* **Task input**:
** START **
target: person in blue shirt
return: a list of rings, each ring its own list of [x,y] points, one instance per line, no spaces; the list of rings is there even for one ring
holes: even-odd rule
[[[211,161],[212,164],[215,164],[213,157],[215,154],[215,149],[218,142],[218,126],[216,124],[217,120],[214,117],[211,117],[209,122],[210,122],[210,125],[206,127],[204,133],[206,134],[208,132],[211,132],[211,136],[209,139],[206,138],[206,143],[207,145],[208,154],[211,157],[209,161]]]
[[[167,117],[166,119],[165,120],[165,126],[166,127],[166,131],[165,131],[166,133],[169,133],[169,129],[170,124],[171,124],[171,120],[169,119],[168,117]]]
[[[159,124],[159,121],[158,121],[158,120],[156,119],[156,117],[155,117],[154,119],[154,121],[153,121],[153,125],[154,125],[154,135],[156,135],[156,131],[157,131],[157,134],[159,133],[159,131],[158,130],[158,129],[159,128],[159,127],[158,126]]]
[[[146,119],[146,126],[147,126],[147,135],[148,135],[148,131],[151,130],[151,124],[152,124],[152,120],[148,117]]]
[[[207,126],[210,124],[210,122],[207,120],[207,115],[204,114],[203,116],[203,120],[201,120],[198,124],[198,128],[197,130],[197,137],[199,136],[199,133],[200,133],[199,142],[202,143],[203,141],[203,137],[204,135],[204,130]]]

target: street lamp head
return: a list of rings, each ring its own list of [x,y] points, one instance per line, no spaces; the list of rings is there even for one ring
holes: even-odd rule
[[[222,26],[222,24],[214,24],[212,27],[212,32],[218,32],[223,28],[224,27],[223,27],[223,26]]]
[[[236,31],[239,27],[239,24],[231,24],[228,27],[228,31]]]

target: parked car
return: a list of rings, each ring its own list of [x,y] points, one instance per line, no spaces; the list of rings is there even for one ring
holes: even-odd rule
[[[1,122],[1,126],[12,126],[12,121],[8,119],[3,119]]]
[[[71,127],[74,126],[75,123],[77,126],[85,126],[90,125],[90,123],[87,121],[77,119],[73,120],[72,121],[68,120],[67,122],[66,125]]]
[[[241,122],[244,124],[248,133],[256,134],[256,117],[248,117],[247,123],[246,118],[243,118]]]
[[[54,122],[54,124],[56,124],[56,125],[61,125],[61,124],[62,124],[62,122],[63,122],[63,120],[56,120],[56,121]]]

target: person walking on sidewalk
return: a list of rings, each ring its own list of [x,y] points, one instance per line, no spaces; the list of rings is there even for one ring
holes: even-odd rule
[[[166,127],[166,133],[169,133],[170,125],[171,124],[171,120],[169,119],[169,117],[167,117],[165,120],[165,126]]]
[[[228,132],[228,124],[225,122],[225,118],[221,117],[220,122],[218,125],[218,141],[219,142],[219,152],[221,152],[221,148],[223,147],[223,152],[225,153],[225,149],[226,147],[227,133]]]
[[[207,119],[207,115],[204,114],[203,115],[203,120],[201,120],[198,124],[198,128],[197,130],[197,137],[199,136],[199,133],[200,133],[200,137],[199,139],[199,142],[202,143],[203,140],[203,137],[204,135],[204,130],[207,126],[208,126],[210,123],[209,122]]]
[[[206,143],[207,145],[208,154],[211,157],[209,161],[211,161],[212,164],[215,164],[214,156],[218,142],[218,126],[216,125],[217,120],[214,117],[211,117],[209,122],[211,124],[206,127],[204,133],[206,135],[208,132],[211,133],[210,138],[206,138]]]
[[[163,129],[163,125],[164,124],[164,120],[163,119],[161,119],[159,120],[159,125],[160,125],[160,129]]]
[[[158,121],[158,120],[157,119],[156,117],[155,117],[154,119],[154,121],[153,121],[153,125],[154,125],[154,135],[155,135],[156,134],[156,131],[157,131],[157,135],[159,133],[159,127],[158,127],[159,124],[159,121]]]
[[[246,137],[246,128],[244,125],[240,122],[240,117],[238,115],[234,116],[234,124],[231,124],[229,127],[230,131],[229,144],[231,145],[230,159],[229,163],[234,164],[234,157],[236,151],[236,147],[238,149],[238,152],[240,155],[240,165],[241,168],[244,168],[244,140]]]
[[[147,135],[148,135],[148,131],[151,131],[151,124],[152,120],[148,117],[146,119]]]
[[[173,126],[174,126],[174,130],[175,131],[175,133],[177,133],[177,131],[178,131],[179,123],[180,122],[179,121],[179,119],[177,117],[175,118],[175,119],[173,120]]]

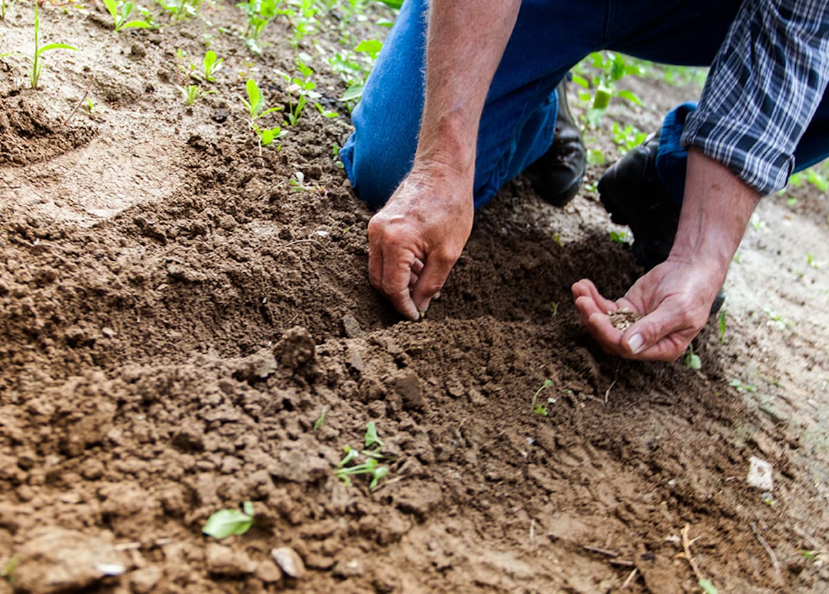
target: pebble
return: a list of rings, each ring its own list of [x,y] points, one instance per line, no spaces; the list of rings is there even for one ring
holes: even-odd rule
[[[749,459],[749,485],[763,491],[771,491],[774,488],[773,466],[762,458],[752,456]]]
[[[305,577],[305,564],[297,552],[290,547],[278,547],[272,550],[270,554],[285,575],[296,579]]]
** END **
* **Problem statement**:
Rewrite the items from the line with "target: parked car" to the line with "[[[1,122],[1,126],[12,126],[12,121],[8,119],[3,119]]]", changing "parked car" to "stationary car" and leaving everything else as it stands.

* **Final result**:
target: stationary car
return: a list of rings, each ring its own list of [x,y] points, one instance per line, no spaces; the list of rings is there even for one ring
holes: even-odd rule
[[[1,122],[1,126],[12,126],[12,121],[8,119],[3,119]]]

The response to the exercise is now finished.